Provided text:
◇ ◇ ◇ ◇
By Steven Allen Adams, The Parkersburg News and Sentinel
CHARLESTON, W.Va. — Lawmakers gaveled in for the first special session of 2024, with senators quickly passing eight out of 15 bills Sunday.
Gov. Jim Justice issued a proclamation Friday calling the West Virginia Legislature into special session, with the state Senate and House of Delegates gaveling in Sunday evening.
The Senate voted to suspend the state constitutional rules that require bills be read on three separate days to pass eight bills on the governor’s special session call, sending the bills to the House to consider over the course of the special session coinciding with previously scheduled May legislative interim meetings.
Most of the items on the special session agenda dealt with restoring funding in the general revenue budget for fiscal year 2025 that was cut in the budget bill passed by the Legislature on the last day of the 2024 regulation legislative session on March 9.
The Senate passed Senate Bill 1001 unanimously, restoring more than $5 million for the state Department of Health and more than $183 million for the state Department of Human Services. The bill restores cuts made to Medicaid and the intellectual and developmental disability (IDD) waiver program.
◇ ◇ ◇ ◇
Entries shown:
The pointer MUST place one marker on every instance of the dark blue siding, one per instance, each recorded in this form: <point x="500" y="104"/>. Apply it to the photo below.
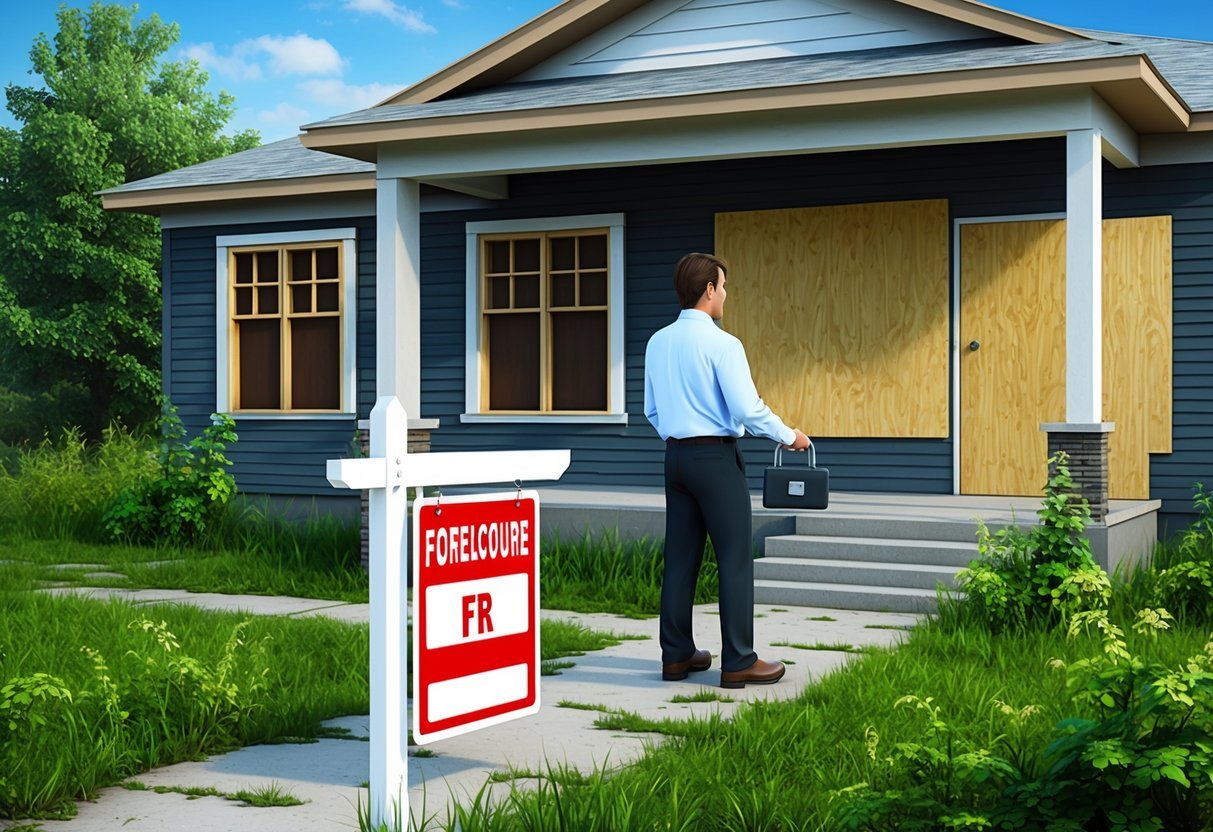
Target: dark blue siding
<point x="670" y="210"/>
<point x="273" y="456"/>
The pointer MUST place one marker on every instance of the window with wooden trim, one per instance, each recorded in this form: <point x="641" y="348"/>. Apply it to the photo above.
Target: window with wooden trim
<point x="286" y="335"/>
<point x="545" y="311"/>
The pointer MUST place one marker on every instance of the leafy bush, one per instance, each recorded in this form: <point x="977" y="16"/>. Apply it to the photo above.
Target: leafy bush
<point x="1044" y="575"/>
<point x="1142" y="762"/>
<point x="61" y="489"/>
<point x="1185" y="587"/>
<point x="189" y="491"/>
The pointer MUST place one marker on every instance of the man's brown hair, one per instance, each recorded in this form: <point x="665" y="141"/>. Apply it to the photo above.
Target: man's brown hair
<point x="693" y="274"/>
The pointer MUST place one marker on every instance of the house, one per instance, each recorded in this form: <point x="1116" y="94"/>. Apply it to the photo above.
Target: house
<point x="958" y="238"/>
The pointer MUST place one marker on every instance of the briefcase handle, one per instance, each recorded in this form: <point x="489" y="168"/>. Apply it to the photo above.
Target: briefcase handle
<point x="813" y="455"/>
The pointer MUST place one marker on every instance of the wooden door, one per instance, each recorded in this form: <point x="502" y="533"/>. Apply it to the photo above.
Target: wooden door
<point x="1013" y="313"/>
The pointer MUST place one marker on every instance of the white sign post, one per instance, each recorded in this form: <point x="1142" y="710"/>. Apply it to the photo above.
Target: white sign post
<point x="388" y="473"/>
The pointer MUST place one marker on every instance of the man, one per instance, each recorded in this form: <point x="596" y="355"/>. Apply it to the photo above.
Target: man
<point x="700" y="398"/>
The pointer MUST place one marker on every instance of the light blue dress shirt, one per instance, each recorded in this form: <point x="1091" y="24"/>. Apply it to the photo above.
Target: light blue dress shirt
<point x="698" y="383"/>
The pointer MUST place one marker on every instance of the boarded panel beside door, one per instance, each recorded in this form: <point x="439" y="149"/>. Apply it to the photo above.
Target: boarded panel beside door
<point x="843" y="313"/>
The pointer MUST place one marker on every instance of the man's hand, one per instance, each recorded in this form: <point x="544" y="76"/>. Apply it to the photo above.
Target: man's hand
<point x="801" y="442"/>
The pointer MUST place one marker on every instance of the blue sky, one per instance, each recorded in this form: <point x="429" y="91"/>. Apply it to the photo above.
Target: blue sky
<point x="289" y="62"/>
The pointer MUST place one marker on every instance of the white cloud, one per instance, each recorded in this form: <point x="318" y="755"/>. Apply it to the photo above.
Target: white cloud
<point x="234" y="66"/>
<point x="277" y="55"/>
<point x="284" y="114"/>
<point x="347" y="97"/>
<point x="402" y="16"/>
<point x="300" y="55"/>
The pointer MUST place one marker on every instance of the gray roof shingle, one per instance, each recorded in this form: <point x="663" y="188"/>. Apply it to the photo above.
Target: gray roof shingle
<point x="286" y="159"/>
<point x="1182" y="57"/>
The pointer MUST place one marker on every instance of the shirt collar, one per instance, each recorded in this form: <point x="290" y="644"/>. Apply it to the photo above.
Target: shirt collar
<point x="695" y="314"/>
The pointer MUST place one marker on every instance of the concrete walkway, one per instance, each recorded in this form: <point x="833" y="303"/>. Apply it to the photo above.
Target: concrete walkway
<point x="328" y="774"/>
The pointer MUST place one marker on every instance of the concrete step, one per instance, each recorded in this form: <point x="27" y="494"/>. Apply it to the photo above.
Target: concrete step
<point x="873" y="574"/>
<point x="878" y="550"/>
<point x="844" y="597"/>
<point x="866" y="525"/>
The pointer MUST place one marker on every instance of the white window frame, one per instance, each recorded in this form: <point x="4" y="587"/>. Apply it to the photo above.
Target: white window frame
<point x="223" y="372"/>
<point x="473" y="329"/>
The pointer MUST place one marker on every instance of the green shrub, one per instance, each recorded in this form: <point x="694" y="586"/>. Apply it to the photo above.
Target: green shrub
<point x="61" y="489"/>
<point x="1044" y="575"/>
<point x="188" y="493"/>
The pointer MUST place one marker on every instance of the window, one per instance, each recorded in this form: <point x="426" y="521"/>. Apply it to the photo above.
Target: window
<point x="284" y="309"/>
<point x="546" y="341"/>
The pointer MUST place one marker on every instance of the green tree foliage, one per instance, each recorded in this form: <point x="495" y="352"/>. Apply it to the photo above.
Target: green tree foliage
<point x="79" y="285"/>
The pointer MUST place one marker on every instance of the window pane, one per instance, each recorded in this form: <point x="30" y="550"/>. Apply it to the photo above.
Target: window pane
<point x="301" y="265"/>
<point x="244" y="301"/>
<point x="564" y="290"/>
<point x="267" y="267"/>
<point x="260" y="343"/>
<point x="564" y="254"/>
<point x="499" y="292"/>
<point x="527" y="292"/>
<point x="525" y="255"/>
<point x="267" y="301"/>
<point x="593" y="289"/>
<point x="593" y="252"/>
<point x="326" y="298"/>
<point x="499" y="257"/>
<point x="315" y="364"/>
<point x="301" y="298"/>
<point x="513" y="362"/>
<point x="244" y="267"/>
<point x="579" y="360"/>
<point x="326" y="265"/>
◇ ◇ ◇ ◇
Task instructions:
1) According to the news article, how many bills did senators pass on Sunday?
2) Reproduce the news article word for word, starting at "By Steven Allen" and ending at "legislative interim meetings.".
The records are separate material, unrelated to the news article.

Solutions by task:
1) Senators passed eight of the 15 bills.

2)
By Steven Allen Adams, The Parkersburg News and Sentinel
CHARLESTON, W.Va. — Lawmakers gaveled in for the first special session of 2024, with senators quickly passing eight out of 15 bills Sunday.
Gov. Jim Justice issued a proclamation Friday calling the West Virginia Legislature into special session, with the state Senate and House of Delegates gaveling in Sunday evening.
The Senate voted to suspend the state constitutional rules that require bills be read on three separate days to pass eight bills on the governor’s special session call, sending the bills to the House to consider over the course of the special session coinciding with previously scheduled May legislative interim meetings.